STATED TASK A » Transcribe the entire passage about the State Water Project's pumping plant.

DOCUMENT PASSAGE »

The giant intake canal at the State Water Project's giant pumping
plant, a canal and pumping plant conjured and built by people with a
vision of perfection, of an ideal, of a society, a Great Society that
fomented in the '50s under Eisenhower and attained its paradoxical apex
during Johnson's administration in the 1960s, when the old Texan
strived for a lofty, unattainable Utopia free of poverty and racism on
the homeland while waging the most barbaric of wars in a distant
country, a war considered most successful when dead bloated bodies
stacked highest. The pumps were born when America's ruling class was
infatuated and enthralled by the nation's technological prowess, so
enthralled that they forgot the foundation on which America was built,
they buried what came before and came before successfully, they yearned
to replace the seemingly backwards, unruly, unrefined Wild and Indians
with the right-angled order and stamp of the technology that ushered in
the end of World War II with two giant blasts. That replacement's
error, of course, the Vietnam War exhibited beautifully, where an
under-equipped, out-gunned people intimately familiar with their own
land defeated the biggest, baddest nation in the world. The Vietnamese
nationalists - nimble, flexible, maneuverable, assimilating seamlessly
into the landscape, they outflanked and outran and outfoxed the
overloaded, obvious, cacophonous, sluggish, poor American soldiers and
their arrogant, implacable generals. And the giant intake channel of
the pumping plant, the right-angled, tamed, crude Eisenhower-era ideal
of a perfect river, giant and recessed between hacked hills overlooked
by waving golden poppies in a soft springtime sun, massive pump house
likewise sunk into a human-carved pit in the mountains, staid,
entrenched, emplaced, immovable and ever so vulnerable to a far more
formidable, flexible, perseverant foe: the waiting ocean.

Image location labeling entries:
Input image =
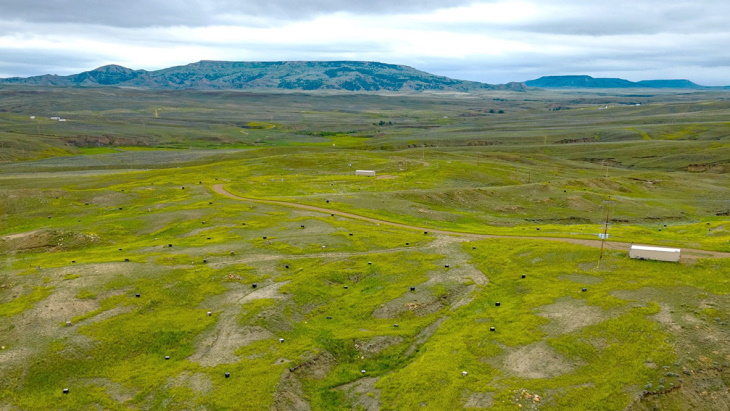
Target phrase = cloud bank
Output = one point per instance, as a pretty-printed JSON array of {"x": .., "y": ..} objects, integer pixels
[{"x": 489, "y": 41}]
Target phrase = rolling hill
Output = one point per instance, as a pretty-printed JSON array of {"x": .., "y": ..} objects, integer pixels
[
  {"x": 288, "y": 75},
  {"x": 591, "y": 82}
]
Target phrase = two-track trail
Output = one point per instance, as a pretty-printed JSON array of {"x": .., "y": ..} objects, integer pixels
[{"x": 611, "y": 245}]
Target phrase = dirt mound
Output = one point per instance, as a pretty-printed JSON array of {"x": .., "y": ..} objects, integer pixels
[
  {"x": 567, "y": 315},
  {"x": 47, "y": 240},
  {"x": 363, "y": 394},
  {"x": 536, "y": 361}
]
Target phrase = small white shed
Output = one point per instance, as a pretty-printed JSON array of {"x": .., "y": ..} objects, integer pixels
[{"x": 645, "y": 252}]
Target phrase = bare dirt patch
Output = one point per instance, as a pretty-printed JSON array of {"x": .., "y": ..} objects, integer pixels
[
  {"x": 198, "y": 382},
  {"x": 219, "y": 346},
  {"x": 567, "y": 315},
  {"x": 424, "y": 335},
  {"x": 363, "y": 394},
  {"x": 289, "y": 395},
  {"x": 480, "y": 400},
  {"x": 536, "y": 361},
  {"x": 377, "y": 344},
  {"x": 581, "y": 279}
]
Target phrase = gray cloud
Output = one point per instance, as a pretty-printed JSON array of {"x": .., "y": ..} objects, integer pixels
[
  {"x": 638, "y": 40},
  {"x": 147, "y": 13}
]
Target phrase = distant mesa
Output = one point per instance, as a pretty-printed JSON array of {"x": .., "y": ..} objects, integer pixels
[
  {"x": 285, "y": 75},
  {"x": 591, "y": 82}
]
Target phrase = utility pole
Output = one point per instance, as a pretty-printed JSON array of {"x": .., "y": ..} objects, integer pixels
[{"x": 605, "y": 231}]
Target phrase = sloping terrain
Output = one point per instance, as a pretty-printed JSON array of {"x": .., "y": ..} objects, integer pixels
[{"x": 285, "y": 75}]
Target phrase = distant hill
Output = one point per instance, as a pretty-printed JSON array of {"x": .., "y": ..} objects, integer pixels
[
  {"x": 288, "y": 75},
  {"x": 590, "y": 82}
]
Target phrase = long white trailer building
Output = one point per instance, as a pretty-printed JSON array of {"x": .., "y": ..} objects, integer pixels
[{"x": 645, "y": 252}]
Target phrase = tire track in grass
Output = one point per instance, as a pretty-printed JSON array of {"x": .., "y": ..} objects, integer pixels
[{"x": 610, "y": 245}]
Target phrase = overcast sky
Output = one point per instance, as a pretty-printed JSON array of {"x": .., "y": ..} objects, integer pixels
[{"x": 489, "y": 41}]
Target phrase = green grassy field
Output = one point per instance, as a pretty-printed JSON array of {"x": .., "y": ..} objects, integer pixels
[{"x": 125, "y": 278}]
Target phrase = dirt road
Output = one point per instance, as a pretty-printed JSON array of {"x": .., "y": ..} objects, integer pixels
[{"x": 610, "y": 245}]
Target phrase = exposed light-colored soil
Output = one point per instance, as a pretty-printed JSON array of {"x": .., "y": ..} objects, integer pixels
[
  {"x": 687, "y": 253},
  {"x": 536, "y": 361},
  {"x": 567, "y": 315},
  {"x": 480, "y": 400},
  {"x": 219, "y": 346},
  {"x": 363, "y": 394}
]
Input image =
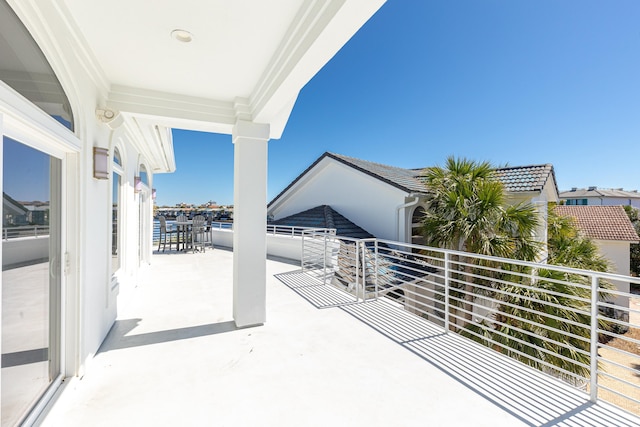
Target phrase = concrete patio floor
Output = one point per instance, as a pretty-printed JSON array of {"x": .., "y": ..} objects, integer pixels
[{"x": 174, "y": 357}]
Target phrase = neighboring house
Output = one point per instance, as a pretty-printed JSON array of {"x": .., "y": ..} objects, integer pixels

STATED TASK B » Restate the image location labeling entries word for word, starting at the line that contains "Target phrase = utility pole" and ending with the last line of the entries. Leave the pictures out of your answer.

TASK SOLUTION A »
The giant intake canal at the State Water Project's giant pumping
plant, a canal and pumping plant conjured and built by people with a
vision of perfection, of an ideal, of a society, a Great Society that
fomented in the '50s under Eisenhower and attained its paradoxical apex
during Johnson's administration in the 1960s, when the old Texan
strived for a lofty, unattainable Utopia free of poverty and racism on
the homeland while waging the most barbaric of wars in a distant
country, a war considered most successful when dead bloated bodies
stacked highest. The pumps were born when America's ruling class was
infatuated and enthralled by the nation's technological prowess, so
enthralled that they forgot the foundation on which America was built,
they buried what came before and came before successfully, they yearned
to replace the seemingly backwards, unruly, unrefined Wild and Indians
with the right-angled order and stamp of the technology that ushered in
the end of World War II with two giant blasts. That replacement's
error, of course, the Vietnam War exhibited beautifully, where an
under-equipped, out-gunned people intimately familiar with their own
land defeated the biggest, baddest nation in the world. The Vietnamese
nationalists - nimble, flexible, maneuverable, assimilating seamlessly
into the landscape, they outflanked and outran and outfoxed the
overloaded, obvious, cacophonous, sluggish, poor American soldiers and
their arrogant, implacable generals. And the giant intake channel of
the pumping plant, the right-angled, tamed, crude Eisenhower-era ideal
of a perfect river, giant and recessed between hacked hills overlooked
by waving golden poppies in a soft springtime sun, massive pump house
likewise sunk into a human-carved pit in the mountains, staid,
entrenched, emplaced, immovable and ever so vulnerable to a far more
formidable, flexible, perseverant foe: the waiting ocean.

TASK SOLUTION B »
Target phrase = utility pole
Output = one point per instance, as a pretty-printed JSON array of {"x": .., "y": ..} objects, integer pixels
[{"x": 605, "y": 231}]
Target phrase = sloping terrain
Output = one point per instance, as a pretty-printed JSON array of {"x": .., "y": ..} objects, integer pixels
[{"x": 285, "y": 75}]
Target phrase = distant hill
Output = one point per instance, as a pretty-printed JSON array of {"x": .., "y": ..} objects, integer pixels
[
  {"x": 288, "y": 75},
  {"x": 590, "y": 82}
]
Target phrase = long white trailer building
Output = one point per instance, as a pretty-printed JSON array of {"x": .., "y": ..} objects, integer pixels
[{"x": 645, "y": 252}]
Target phrase = tire track in grass
Output = one point per instance, as a pretty-printed JSON array of {"x": .., "y": ..} objects, integer pixels
[{"x": 610, "y": 245}]
Target phrase = overcast sky
Output = one point per instance, as a pretty-printed JSON array of {"x": .., "y": ..} objects, integer pixels
[{"x": 489, "y": 41}]
Target phrase = green grassy field
Output = one point per instance, as a pretty-printed JSON array of {"x": .., "y": ..} objects, integer pixels
[{"x": 125, "y": 278}]
Target phrase = dirt road
Output = one point per instance, as a pretty-printed JSON array of {"x": .., "y": ..} objects, integer pixels
[{"x": 610, "y": 245}]
Target phrase = exposed light-colored soil
Output = one point per instance, as a pretty-printed JSON array of {"x": .., "y": ..} objects, integer pixels
[
  {"x": 687, "y": 253},
  {"x": 536, "y": 361},
  {"x": 567, "y": 315},
  {"x": 480, "y": 400},
  {"x": 219, "y": 346},
  {"x": 363, "y": 394}
]
Input image =
Target phrase = concrete patio floor
Output = one point per instance, as a pretty-printed JSON array of {"x": .., "y": ..} objects, integer pixels
[{"x": 174, "y": 357}]
Target phrase = neighboring house
Output = one point per instance, as a pretty-printed JSON array of {"x": .., "y": ..} objects, integer pixels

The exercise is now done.